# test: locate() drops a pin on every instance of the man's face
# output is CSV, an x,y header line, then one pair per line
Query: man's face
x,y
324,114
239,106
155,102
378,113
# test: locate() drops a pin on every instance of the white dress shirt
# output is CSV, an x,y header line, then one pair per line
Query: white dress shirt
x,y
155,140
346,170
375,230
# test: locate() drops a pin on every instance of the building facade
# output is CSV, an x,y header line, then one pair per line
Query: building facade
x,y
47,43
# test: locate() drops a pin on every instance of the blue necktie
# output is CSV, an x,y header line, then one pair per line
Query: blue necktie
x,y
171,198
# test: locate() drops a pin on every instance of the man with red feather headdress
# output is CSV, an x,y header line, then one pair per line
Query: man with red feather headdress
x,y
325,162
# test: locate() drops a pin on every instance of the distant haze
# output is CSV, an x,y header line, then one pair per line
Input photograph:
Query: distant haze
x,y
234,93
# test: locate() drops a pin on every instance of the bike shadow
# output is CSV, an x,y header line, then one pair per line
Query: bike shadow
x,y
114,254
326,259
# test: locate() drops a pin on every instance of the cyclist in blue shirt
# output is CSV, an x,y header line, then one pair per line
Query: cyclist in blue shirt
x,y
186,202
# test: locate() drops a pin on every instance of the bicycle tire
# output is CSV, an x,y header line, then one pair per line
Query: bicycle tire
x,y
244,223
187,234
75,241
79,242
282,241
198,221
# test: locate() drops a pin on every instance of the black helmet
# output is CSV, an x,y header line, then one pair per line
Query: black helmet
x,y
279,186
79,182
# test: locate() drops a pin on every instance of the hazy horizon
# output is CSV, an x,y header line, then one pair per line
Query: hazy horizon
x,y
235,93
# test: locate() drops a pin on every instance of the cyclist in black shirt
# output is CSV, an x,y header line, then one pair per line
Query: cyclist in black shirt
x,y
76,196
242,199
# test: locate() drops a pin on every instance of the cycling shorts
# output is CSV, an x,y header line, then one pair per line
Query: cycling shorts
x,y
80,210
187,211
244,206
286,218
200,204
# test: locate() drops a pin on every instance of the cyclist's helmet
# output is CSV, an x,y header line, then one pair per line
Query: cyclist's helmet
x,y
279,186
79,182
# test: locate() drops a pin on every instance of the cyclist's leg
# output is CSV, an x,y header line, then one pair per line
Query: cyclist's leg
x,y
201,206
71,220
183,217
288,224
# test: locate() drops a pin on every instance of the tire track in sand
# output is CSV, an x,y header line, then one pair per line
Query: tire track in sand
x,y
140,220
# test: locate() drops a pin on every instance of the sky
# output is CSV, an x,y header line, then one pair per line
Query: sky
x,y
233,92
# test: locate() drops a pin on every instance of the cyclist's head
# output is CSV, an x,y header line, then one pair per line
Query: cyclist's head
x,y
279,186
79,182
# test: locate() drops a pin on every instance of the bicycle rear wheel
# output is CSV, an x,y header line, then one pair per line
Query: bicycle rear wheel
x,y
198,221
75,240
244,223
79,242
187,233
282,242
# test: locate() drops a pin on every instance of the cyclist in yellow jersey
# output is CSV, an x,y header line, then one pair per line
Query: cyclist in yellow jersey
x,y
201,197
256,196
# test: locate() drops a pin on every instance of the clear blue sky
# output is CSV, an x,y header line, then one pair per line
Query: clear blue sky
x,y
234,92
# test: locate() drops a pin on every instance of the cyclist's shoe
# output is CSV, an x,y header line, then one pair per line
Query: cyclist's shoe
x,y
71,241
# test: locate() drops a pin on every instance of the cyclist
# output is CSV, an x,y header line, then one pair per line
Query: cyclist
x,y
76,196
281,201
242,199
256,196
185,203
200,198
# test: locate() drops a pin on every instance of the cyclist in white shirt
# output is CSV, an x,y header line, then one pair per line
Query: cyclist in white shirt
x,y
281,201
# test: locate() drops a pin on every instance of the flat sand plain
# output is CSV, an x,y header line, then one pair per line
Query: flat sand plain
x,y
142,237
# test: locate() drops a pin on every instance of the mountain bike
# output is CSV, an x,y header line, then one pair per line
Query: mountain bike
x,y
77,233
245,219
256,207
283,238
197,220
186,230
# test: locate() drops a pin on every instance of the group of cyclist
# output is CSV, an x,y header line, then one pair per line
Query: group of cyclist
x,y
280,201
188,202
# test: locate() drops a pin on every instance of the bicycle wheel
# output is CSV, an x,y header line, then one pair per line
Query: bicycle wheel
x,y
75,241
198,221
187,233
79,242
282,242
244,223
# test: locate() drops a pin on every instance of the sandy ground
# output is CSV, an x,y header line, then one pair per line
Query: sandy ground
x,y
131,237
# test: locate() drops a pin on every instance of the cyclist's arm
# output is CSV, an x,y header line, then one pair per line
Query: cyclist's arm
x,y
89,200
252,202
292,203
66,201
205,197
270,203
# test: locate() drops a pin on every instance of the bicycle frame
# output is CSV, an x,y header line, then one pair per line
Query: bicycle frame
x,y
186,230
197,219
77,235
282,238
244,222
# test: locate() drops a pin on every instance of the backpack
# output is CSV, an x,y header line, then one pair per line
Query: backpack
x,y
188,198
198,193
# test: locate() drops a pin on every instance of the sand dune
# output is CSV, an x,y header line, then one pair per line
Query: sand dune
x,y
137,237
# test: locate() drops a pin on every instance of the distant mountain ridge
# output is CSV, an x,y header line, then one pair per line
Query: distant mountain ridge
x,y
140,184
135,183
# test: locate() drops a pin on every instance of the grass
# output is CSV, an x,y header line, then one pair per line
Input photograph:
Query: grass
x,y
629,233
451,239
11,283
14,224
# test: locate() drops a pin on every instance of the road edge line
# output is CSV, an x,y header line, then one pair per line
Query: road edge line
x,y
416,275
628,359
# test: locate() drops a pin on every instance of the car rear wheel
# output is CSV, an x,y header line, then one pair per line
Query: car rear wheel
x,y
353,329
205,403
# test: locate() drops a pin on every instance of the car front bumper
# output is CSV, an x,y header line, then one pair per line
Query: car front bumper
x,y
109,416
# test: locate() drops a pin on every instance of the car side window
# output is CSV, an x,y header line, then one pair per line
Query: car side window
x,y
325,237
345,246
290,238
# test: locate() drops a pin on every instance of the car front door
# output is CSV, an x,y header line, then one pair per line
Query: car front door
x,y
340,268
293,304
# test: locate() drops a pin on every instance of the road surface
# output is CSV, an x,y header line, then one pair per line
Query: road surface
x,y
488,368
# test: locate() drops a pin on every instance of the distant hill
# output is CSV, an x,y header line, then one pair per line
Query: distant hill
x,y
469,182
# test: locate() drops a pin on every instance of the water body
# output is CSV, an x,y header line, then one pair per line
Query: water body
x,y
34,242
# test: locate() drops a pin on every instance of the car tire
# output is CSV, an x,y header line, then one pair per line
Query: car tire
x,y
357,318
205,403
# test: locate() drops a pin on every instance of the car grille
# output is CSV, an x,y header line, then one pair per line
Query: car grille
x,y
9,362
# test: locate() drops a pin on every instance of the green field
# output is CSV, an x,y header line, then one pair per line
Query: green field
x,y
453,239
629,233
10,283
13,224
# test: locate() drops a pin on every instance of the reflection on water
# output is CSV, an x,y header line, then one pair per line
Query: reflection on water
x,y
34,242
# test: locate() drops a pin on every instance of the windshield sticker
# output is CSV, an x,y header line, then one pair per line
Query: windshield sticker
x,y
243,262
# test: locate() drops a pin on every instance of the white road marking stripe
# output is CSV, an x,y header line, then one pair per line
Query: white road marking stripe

-- Activity --
Write out the listing above, keeping every word exactly.

-- Response below --
# test: locate() drops a pin on every instance of the man's face
# output is CSV, an x,y header line, then one pair per line
Query: man's face
x,y
324,114
239,106
155,102
378,113
# test: locate() drops a pin on every instance of the white dress shirt
# output is CSV, an x,y header line, then one pair per line
Query: white dress shirt
x,y
155,140
346,170
375,230
# test: locate() drops a pin on every instance of the building facade
# output is CSV, an x,y header line, then one pair per line
Query: building facade
x,y
47,43
# test: locate() drops a pin on every instance of the blue necktie
# output is CSV, an x,y header line, then one pair per line
Query: blue necktie
x,y
171,198
# test: locate() drops a pin on every instance of the man with red feather headdress
# output is CSV, an x,y header line, then one pair per line
Query: man with red feather headdress
x,y
325,162
# test: locate() drops a pin on every instance of the distant haze
# output is CSV, an x,y header line, then one pair per line
Input photograph:
Query: distant haze
x,y
234,93
# test: locate() drops a pin on every instance of the bike shadow
# output is CSV, an x,y header line, then one pair per line
Query: bike shadow
x,y
114,254
326,259
# test: locate() drops a pin on every instance of the cyclist in blue shirt
# output is CSV, an x,y header line, then one pair per line
Query: cyclist in blue shirt
x,y
186,202
# test: locate() drops a pin on every instance of the bicycle tire
# output is CSV, an x,y header line, then one pair per line
Query: bicycle tire
x,y
244,223
187,234
75,241
79,242
282,241
198,221
# test: locate() drops a pin on every instance of the black helmet
# output is CSV, an x,y header line, then one pair per line
Query: black helmet
x,y
279,186
79,182
# test: locate() drops a pin on every instance of the hazy horizon
# output is CSV, an x,y header line, then one pair per line
Query: hazy horizon
x,y
235,93
# test: locate() drops a pin on every instance of the cyclist in black shirt
# output is CSV, an x,y header line, then one pair per line
Query: cyclist in black shirt
x,y
76,196
242,199
# test: locate() drops a pin on every instance of the cycling shorts
# output is CSV, an x,y header line, then one pair per line
Query: cycling shorts
x,y
80,210
187,211
244,206
286,218
200,204
# test: locate() drops a pin on every instance of the cyclist's helmet
# output is CSV, an x,y header line, then one pair per line
Query: cyclist's helmet
x,y
279,186
79,182
# test: locate() drops a pin on every instance of the cyclist's leg
# output is CSV, an x,y header line, then one pair per line
Query: cyclist's leg
x,y
201,206
71,220
183,217
288,224
# test: locate() drops a pin on every instance of the tire track in sand
# output is CSV, an x,y header line, then one pair per line
Query: tire track in sand
x,y
140,220
# test: locate() drops a pin on every instance of the sky
# output is CSV, an x,y header line, then one pair per line
Query: sky
x,y
233,92
# test: locate() drops a pin on every instance of the cyclist's head
# output is CSV, an x,y header line, then one pair per line
Query: cyclist's head
x,y
279,186
79,182
# test: locate() drops a pin on every instance of the bicycle rear wheel
# output is CSV, an x,y header line, then one pair per line
Query: bicycle rear wheel
x,y
198,221
75,240
244,223
79,242
187,233
282,242
# test: locate() drops a pin on every instance of the cyclist in yellow jersey
# output is CSV, an x,y header line, then one pair per line
Query: cyclist in yellow jersey
x,y
201,197
256,196
# test: locate() drops a pin on every instance of the clear blue sky
# output is CSV, an x,y header line, then one pair per line
Query: clear blue sky
x,y
234,92
# test: locate() drops a pin on every instance of the cyclist's shoe
# output is CSV, an x,y header line, then one pair per line
Query: cyclist's shoe
x,y
71,241
# test: locate() drops a pin on every instance of the cyclist
# output is CSV, an x,y header line, then one pair per line
Query: cyclist
x,y
76,196
281,201
242,199
256,196
185,203
200,198
# test: locate() drops a pin on every instance of the cyclist in white shirt
# output is CSV, an x,y header line, then one pair per line
Query: cyclist in white shirt
x,y
281,201
# test: locate() drops a pin on every instance of the flat sand plain
# output is CSV, an x,y header line, then one pair per line
Query: flat sand plain
x,y
142,237
# test: locate() drops a pin on every instance of the mountain bike
# output is CSV, an x,y header line, then one pair per line
Query: mountain bike
x,y
77,233
245,219
256,207
283,238
197,220
186,230
# test: locate() drops a pin on every instance of the group of cyclist
# output is CSV, an x,y header line, then one pair per line
Query: group of cyclist
x,y
280,201
188,202
# test: locate() drops a pin on every instance of the bicycle wheel
# output is CSV, an x,y header line, then one pair per line
Query: bicycle wheel
x,y
75,241
198,221
187,233
79,242
282,242
244,223
# test: locate() drops a pin on every instance of the sandy ground
# output is CSV, an x,y header line, then one pair per line
Query: sandy ground
x,y
131,237
# test: locate() drops a pin on every instance of the cyclist's arm
# output is CSV, an x,y header line, then one pair per line
Query: cyclist's arm
x,y
89,200
252,202
292,203
66,201
205,197
270,203
# test: locate() drops a pin on every instance of the bicycle frame
# output is CSV, an x,y header line, then one pair per line
Query: bicycle frame
x,y
186,230
197,219
77,235
282,238
244,222
# test: locate() drops a pin on every instance of the backpack
# output is CSV, an x,y header line, then one pair per line
Query: backpack
x,y
188,198
198,193
# test: locate() drops a pin on every instance of the sand dune
# output is CSV, an x,y header line, then one pair per line
Query: sand dune
x,y
137,237
# test: locate() drops a pin on every instance of the distant mountain ridge
# output is CSV, an x,y header line, then one pair per line
Query: distant mountain ridge
x,y
140,184
135,183
# test: locate() drops a pin on every instance of the grass
# output is CSV, an x,y header line, then one pair per line
Input photograph:
Query: grass
x,y
629,233
451,239
11,283
14,224
# test: locate() drops a pin on every instance of the road edge line
# output is CSV, an x,y header line, then one pair per line
Query: road edge line
x,y
416,275
628,359
# test: locate() drops a pin on every instance of the car rear wheel
# output is CSV, an x,y header line, then one pair per line
Query: car rear wheel
x,y
353,329
205,403
# test: locate() drops a pin on every instance of the car front bumper
# output is CSV, an x,y header line, then one pair per line
Query: car front bumper
x,y
109,416
# test: locate() drops a pin on every instance of the car side window
# output is CSV, an x,y header line, then one pair per line
Query: car side window
x,y
325,237
345,246
290,238
# test: locate() drops a pin on every instance of the car front door
# output is CSV, an x,y header line, then one pair per line
Query: car front door
x,y
340,268
293,304
# test: locate() drops a pin on every instance of the road surface
# output is CSV, an x,y header line, then one pair per line
Query: road surface
x,y
488,368
# test: locate() drops a pin on every instance of the distant hill
# output is CSV, an x,y header line, then one pair per line
Query: distant hill
x,y
469,182
# test: locate() drops a pin on every instance of the water body
# output is CSV, an x,y header line, then one pair per line
Query: water body
x,y
34,242
# test: locate() drops a pin on every instance of the car tire
# output is CSV, an x,y header line, then one pair per line
Query: car tire
x,y
357,318
205,403
# test: locate() drops a pin on every instance of the car grille
# output is CSV, an x,y header line, then one pair per line
Query: car grille
x,y
9,362
# test: locate() drops a pin on every instance of the green field
# output is CSV, an x,y header line, then one pair per line
Query: green field
x,y
453,239
629,233
10,283
13,224
# test: locate() drops a pin on every instance of the reflection on water
# output is CSV, an x,y header line, then one pair per line
Query: reflection on water
x,y
34,242
# test: locate() drops a pin on every instance of the windshield sticker
# output is CSV, an x,y header line, then one pair per line
Query: windshield sticker
x,y
243,262
# test: locate() drops a pin on every instance of the white road marking stripe
# output is CSV, an x,y header line, then one pair per line
Query: white road marking stripe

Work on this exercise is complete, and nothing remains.